-- SHORT PROBLEM --
Render every line of the entries below as a Markdown table with the columns "n" and "Line", giving each line its row number and omitting blank lines.

-- Excerpts of bounding box data --
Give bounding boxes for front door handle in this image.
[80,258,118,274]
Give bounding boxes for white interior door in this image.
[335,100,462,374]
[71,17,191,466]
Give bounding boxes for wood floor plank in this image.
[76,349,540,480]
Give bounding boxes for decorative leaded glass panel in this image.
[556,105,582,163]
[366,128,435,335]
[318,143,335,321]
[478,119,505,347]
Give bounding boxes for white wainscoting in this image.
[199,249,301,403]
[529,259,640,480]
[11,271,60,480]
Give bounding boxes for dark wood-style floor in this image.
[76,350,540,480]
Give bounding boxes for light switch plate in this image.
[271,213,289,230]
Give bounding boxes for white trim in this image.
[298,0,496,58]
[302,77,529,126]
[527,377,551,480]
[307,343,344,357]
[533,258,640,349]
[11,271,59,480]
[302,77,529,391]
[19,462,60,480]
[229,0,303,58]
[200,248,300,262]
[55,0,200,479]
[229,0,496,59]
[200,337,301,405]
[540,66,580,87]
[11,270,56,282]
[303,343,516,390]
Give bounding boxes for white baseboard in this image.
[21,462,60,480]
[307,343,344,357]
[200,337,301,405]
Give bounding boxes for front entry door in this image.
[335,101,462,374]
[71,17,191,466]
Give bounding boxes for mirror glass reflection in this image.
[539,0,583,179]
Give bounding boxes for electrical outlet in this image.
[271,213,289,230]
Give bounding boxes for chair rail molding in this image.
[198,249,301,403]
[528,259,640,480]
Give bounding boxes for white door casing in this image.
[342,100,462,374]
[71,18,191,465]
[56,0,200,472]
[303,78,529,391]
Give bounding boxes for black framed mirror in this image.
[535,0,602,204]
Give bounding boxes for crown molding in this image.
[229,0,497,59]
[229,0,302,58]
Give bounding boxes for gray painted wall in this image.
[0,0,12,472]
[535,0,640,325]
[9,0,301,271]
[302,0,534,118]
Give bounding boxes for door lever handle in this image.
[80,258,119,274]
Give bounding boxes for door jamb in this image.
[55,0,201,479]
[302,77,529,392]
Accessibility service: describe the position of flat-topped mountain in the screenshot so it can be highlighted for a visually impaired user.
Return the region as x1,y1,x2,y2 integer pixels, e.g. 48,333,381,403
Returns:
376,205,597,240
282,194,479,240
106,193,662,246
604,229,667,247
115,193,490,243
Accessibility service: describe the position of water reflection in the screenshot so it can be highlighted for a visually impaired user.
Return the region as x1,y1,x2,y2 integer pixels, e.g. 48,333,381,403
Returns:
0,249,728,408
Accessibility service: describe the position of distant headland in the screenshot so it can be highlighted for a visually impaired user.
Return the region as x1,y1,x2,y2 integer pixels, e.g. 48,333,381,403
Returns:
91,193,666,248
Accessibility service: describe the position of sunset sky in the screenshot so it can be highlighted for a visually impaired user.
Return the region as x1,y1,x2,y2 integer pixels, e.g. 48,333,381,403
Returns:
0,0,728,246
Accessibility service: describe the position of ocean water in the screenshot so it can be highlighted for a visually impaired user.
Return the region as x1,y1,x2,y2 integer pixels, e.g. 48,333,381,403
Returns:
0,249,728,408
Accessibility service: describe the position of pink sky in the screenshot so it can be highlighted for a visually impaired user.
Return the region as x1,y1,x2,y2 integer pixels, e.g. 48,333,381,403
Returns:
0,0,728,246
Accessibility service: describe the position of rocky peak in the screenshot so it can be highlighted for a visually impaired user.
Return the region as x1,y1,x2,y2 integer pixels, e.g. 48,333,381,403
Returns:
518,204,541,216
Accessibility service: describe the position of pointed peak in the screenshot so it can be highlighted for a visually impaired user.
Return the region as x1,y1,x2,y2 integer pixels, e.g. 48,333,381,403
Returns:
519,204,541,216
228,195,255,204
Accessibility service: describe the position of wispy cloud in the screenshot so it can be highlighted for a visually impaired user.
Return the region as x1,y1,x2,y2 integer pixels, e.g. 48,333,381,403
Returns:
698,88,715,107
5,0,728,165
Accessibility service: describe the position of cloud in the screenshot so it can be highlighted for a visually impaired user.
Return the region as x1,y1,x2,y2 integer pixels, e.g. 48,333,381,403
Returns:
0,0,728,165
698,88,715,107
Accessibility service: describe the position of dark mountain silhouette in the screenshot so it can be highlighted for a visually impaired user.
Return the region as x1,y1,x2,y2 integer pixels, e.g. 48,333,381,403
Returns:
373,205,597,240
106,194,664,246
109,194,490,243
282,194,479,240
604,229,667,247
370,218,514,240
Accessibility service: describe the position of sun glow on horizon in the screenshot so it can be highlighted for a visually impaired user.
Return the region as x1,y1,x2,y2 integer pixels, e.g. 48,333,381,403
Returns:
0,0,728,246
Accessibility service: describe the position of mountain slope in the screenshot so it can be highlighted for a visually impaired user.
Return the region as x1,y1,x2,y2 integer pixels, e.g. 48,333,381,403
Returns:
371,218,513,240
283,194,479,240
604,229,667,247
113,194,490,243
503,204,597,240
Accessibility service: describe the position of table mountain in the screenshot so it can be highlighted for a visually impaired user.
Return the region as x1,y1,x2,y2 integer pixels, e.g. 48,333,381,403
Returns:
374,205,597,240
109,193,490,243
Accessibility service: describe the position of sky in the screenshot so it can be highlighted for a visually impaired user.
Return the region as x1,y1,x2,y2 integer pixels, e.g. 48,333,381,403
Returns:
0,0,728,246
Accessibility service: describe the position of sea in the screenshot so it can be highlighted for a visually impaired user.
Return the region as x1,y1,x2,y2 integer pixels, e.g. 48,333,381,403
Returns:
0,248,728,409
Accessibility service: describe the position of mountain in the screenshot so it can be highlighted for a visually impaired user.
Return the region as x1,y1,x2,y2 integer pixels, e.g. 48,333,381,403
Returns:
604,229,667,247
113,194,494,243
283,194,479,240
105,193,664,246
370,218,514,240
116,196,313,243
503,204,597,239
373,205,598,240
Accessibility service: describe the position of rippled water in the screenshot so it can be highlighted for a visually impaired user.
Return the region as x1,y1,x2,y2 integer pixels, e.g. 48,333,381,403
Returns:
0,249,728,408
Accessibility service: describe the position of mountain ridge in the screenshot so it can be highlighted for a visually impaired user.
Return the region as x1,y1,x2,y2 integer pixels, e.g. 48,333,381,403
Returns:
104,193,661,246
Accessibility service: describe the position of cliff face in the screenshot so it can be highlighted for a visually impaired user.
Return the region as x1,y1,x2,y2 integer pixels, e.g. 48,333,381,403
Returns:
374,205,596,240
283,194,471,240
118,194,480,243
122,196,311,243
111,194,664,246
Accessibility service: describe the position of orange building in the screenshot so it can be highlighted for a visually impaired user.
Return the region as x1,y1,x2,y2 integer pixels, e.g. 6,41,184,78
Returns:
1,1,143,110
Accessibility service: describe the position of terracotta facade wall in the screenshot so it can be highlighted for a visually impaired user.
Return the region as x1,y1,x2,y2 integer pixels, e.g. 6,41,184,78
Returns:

-- SOLUTION FOR THIS EXERCISE --
| n | Line |
|---|---|
| 1 | Give bounding boxes for front door handle in this image. |
| 2 | [80,258,118,274] |
| 3 | Give bounding boxes for white interior door in this image. |
| 4 | [335,100,462,374] |
| 5 | [71,17,191,466] |
| 6 | Give bounding boxes for wood floor plank in this image. |
| 7 | [76,349,540,480] |
| 8 | Give bounding boxes for decorative leaded glass panel in this image. |
| 9 | [556,105,582,163] |
| 10 | [366,128,435,335] |
| 11 | [318,143,335,321] |
| 12 | [478,119,505,347] |
| 13 | Give bounding boxes for white wainscoting in this image. |
| 14 | [199,249,301,403] |
| 15 | [529,259,640,480] |
| 16 | [11,271,60,480] |
| 17 | Give bounding boxes for dark wood-style floor in this image. |
| 18 | [76,350,540,480] |
| 19 | Give bounding boxes for light switch plate in this image. |
| 20 | [271,213,289,230] |
| 21 | Give bounding boxes for white trim in this image. |
| 22 | [298,0,496,58] |
| 23 | [302,77,529,126] |
| 24 | [527,377,551,480] |
| 25 | [307,343,344,357] |
| 26 | [533,258,640,349] |
| 27 | [11,271,59,480] |
| 28 | [302,77,529,391] |
| 29 | [19,462,60,480] |
| 30 | [229,0,303,58] |
| 31 | [200,248,300,262] |
| 32 | [55,0,200,479] |
| 33 | [229,0,496,59] |
| 34 | [200,337,301,405] |
| 35 | [540,66,580,87] |
| 36 | [11,270,56,282] |
| 37 | [303,343,516,390] |
| 38 | Give bounding boxes for white baseboard in this image. |
| 39 | [21,462,60,480] |
| 40 | [307,343,344,357] |
| 41 | [200,337,301,405] |
| 42 | Give bounding boxes for front entry door in this image. |
| 43 | [335,101,462,374] |
| 44 | [71,17,191,466] |
| 45 | Give bounding boxes for mirror glass reflection in this image. |
| 46 | [539,0,583,179] |
| 47 | Give bounding boxes for electrical outlet in this image. |
| 48 | [271,213,289,230] |
| 49 | Give bounding boxes for chair rail molding in this image. |
| 50 | [198,249,301,403] |
| 51 | [528,259,640,480] |
| 52 | Give bounding boxes for white door casing in this image. |
| 53 | [342,100,462,374] |
| 54 | [71,18,191,465] |
| 55 | [56,0,200,472] |
| 56 | [303,78,529,391] |
| 57 | Give bounding boxes for black framed mirror in this image. |
| 58 | [535,0,602,204] |
| 59 | Give bounding boxes for crown molding in this image. |
| 60 | [229,0,497,59] |
| 61 | [229,0,302,58] |
| 62 | Give bounding boxes for gray painted wall in this image. |
| 63 | [0,0,12,472] |
| 64 | [535,0,640,325] |
| 65 | [9,0,301,271] |
| 66 | [302,0,534,118] |
| 67 | Give bounding boxes for door lever handle in this image. |
| 68 | [80,258,119,274] |
| 69 | Give bounding boxes for door jamb in this image. |
| 70 | [55,0,201,479] |
| 71 | [302,77,529,392] |
| 72 | Accessibility service: describe the position of flat-topped mountain in the screenshot so it can be highlighted for a visually impaired user. |
| 73 | Return the region as x1,y1,x2,y2 integer pixels, e.g. 48,333,381,403 |
| 74 | Returns: |
| 75 | 376,205,597,240 |
| 76 | 282,194,479,240 |
| 77 | 106,193,662,246 |
| 78 | 604,229,667,247 |
| 79 | 115,193,490,243 |
| 80 | Accessibility service: describe the position of water reflection in the screenshot so it can be highlighted for a visually impaired user. |
| 81 | Return the region as x1,y1,x2,y2 integer pixels, e.g. 48,333,381,403 |
| 82 | Returns: |
| 83 | 0,249,728,408 |
| 84 | Accessibility service: describe the position of distant headland in the screenshot so it can be highlighted for a visually impaired user. |
| 85 | Return the region as x1,y1,x2,y2 integer pixels, e.g. 48,333,381,403 |
| 86 | Returns: |
| 87 | 91,193,666,248 |
| 88 | Accessibility service: describe the position of sunset sky in the screenshot so it can be highlighted for a visually impaired user. |
| 89 | Return the region as x1,y1,x2,y2 integer pixels, e.g. 48,333,381,403 |
| 90 | Returns: |
| 91 | 0,0,728,246 |
| 92 | Accessibility service: describe the position of ocean water in the screenshot so it can be highlighted for a visually impaired user. |
| 93 | Return the region as x1,y1,x2,y2 integer pixels, e.g. 48,333,381,403 |
| 94 | Returns: |
| 95 | 0,249,728,408 |
| 96 | Accessibility service: describe the position of pink sky in the screenshot so it can be highlighted for a visually impaired user. |
| 97 | Return the region as x1,y1,x2,y2 integer pixels, e.g. 48,333,381,403 |
| 98 | Returns: |
| 99 | 0,0,728,246 |
| 100 | Accessibility service: describe the position of rocky peak in the screenshot so it can be highlighted for a visually impaired user. |
| 101 | Return the region as x1,y1,x2,y2 integer pixels, e.g. 48,333,381,403 |
| 102 | Returns: |
| 103 | 518,204,541,216 |
| 104 | Accessibility service: describe the position of pointed peak in the screenshot so it can be highlighted for a visually impaired user. |
| 105 | Return the region as x1,y1,x2,y2 integer pixels, e.g. 48,333,381,403 |
| 106 | Returns: |
| 107 | 519,204,541,216 |
| 108 | 228,195,255,204 |
| 109 | Accessibility service: describe the position of wispy cloud in the screenshot so it can be highlighted for a visually impaired user. |
| 110 | Return the region as x1,y1,x2,y2 integer pixels, e.g. 48,333,381,403 |
| 111 | Returns: |
| 112 | 698,88,715,107 |
| 113 | 5,0,728,165 |
| 114 | Accessibility service: describe the position of cloud in the screenshot so it can be highlighted for a visually impaired user. |
| 115 | Return the region as x1,y1,x2,y2 integer pixels, e.g. 48,333,381,403 |
| 116 | Returns: |
| 117 | 0,0,728,165 |
| 118 | 698,88,715,107 |
| 119 | Accessibility service: describe the position of dark mountain silhouette in the screenshot so it can be highlighted for a visually impaired user. |
| 120 | Return the region as x1,y1,x2,y2 integer pixels, e.g. 48,333,381,403 |
| 121 | Returns: |
| 122 | 373,205,597,240 |
| 123 | 106,194,664,246 |
| 124 | 109,194,490,243 |
| 125 | 282,194,479,240 |
| 126 | 604,229,667,247 |
| 127 | 370,218,514,240 |
| 128 | Accessibility service: describe the position of sun glow on horizon in the screenshot so it can be highlighted for a visually impaired user. |
| 129 | Return the region as x1,y1,x2,y2 integer pixels, e.g. 48,333,381,403 |
| 130 | Returns: |
| 131 | 0,0,728,246 |
| 132 | Accessibility service: describe the position of mountain slope in the screenshot so it can be highlighted for a visually impaired user. |
| 133 | Return the region as x1,y1,x2,y2 integer pixels, e.g. 48,333,381,403 |
| 134 | Returns: |
| 135 | 371,218,513,240 |
| 136 | 283,194,479,240 |
| 137 | 604,229,667,247 |
| 138 | 113,194,490,243 |
| 139 | 503,204,597,240 |
| 140 | Accessibility service: describe the position of table mountain in the screenshot so it can be highlighted for a visually impaired user. |
| 141 | Return the region as x1,y1,x2,y2 integer pixels, e.g. 48,333,381,403 |
| 142 | Returns: |
| 143 | 374,205,597,240 |
| 144 | 109,193,490,243 |
| 145 | Accessibility service: describe the position of sky in the screenshot so it can be highlighted for a visually impaired user. |
| 146 | Return the region as x1,y1,x2,y2 integer pixels, e.g. 48,333,381,403 |
| 147 | Returns: |
| 148 | 0,0,728,246 |
| 149 | Accessibility service: describe the position of sea in the screenshot so it can be highlighted for a visually impaired user. |
| 150 | Return the region as x1,y1,x2,y2 integer pixels, e.g. 48,333,381,403 |
| 151 | Returns: |
| 152 | 0,248,728,409 |
| 153 | Accessibility service: describe the position of mountain in the screenshot so it can be highlighted for a visually impaired user. |
| 154 | Return the region as x1,y1,x2,y2 integer pixels, e.g. 48,333,381,403 |
| 155 | Returns: |
| 156 | 604,229,667,247 |
| 157 | 113,194,494,243 |
| 158 | 283,194,479,240 |
| 159 | 105,193,664,246 |
| 160 | 370,218,514,240 |
| 161 | 116,196,313,243 |
| 162 | 503,204,597,239 |
| 163 | 373,205,598,240 |
| 164 | Accessibility service: describe the position of rippled water in the screenshot so it can be highlighted for a visually impaired user. |
| 165 | Return the region as x1,y1,x2,y2 integer pixels, e.g. 48,333,381,403 |
| 166 | Returns: |
| 167 | 0,249,728,408 |
| 168 | Accessibility service: describe the position of mountain ridge in the screenshot so it can be highlighted for a visually impaired user. |
| 169 | Return the region as x1,y1,x2,y2 integer pixels, e.g. 48,333,381,403 |
| 170 | Returns: |
| 171 | 104,193,661,246 |
| 172 | Accessibility service: describe the position of cliff face in the screenshot so it can be highlighted for a visually impaired user. |
| 173 | Return the region as x1,y1,x2,y2 integer pixels, e.g. 48,333,381,403 |
| 174 | Returns: |
| 175 | 374,205,596,240 |
| 176 | 283,194,471,240 |
| 177 | 118,194,480,243 |
| 178 | 122,196,311,243 |
| 179 | 111,194,664,246 |
| 180 | Accessibility service: describe the position of orange building in the screenshot so it can be highlighted for a visually impaired user. |
| 181 | Return the region as x1,y1,x2,y2 integer pixels, e.g. 6,41,184,78 |
| 182 | Returns: |
| 183 | 1,1,143,110 |
| 184 | Accessibility service: describe the position of terracotta facade wall in the screenshot so it can be highlighted for a visually impaired user. |
| 185 | Return the region as x1,y1,x2,y2 integer pixels, e.g. 6,41,184,78 |
| 186 | Returns: |